- [Written instruction]:
What do the lines from the one containing "of the large" through the end of the entries say? Quote them exactly, and only them.

(Pointing dataset records)
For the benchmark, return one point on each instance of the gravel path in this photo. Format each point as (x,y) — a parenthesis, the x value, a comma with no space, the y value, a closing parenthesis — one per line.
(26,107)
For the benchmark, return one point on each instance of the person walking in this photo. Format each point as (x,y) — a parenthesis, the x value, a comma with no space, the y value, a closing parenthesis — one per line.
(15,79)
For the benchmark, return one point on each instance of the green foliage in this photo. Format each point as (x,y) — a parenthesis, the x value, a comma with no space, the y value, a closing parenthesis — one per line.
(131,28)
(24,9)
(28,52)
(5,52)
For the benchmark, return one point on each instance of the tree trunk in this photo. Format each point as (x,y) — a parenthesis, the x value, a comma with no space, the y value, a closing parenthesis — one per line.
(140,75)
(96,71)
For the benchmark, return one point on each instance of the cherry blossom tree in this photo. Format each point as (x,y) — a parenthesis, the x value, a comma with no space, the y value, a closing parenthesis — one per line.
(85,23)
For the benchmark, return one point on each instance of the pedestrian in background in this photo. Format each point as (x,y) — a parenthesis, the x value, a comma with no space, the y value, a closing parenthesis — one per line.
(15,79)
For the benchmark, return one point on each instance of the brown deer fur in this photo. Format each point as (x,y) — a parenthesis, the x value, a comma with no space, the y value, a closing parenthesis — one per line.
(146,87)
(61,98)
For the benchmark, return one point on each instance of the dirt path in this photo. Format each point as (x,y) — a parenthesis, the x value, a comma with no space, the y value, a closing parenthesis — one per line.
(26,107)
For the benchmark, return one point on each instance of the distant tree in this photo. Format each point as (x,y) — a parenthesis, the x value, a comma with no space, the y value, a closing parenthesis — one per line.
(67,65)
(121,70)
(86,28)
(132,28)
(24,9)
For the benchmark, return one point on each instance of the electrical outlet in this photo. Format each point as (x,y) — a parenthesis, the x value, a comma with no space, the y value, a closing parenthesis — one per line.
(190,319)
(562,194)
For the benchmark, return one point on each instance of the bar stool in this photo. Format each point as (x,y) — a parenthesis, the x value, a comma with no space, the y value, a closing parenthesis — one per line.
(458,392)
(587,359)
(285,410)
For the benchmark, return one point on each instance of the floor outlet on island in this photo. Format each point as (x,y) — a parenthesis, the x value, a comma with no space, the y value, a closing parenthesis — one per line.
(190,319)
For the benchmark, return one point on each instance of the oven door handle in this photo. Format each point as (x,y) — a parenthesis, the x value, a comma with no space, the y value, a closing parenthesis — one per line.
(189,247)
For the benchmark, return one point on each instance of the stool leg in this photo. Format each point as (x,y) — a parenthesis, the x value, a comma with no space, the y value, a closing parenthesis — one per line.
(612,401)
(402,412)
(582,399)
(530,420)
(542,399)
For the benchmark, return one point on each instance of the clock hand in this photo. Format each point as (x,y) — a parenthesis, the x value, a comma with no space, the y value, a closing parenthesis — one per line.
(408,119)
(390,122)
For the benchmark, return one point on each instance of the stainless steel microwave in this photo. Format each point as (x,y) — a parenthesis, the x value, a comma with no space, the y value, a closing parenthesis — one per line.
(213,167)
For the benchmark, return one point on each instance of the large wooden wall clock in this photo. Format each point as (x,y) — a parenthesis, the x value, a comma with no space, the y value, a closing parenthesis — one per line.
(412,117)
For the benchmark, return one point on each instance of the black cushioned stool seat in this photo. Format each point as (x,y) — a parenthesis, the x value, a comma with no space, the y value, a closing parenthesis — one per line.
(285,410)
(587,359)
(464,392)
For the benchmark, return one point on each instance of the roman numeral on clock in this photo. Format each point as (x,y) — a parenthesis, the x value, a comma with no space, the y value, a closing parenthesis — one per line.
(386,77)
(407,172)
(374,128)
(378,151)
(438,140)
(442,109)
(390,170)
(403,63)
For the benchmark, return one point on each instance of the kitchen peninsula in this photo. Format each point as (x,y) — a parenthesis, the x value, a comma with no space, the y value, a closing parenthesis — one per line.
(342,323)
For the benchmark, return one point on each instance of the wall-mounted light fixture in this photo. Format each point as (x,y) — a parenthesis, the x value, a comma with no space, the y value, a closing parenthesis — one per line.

- [Answer to the exercise]:
For the benchmark, return one point on each instance of the large wooden wall clock in this photo. Format each point as (x,y) — a parenthesis, the x value, a comma with no space, the y value, a closing parenthesis — one per line.
(412,117)
For the benchmark, return one point on each instance of the black cushioned stool seat in this photo. Format each point as (x,y) — a parenthesis, the x value, a comma with no space, the y value, a closing parenthesis — one per line.
(285,410)
(587,359)
(464,392)
For the benchmark, return one point on each instance of the roman numeral on clock in this photo. Format each point as (x,y) — a parenthesis, the x value, a comma with no space, the y value, a closing parenthesis — one per line.
(386,77)
(407,172)
(374,128)
(378,151)
(438,140)
(442,109)
(390,170)
(403,63)
For the benchmark, return one point on each instance of the kitchen peninsula in this photo. Format each point as (x,y) — a parenthesis, the x value, a comma with no space, the y value, a closing parenthesis — one per line.
(342,323)
For the benchmark, return one point on each instance of the wall-mounted light fixture in this photo. Format each point as (x,y) — a parenthesis, the x value, a comma with no space, the y value, a closing parenthesis — one per line.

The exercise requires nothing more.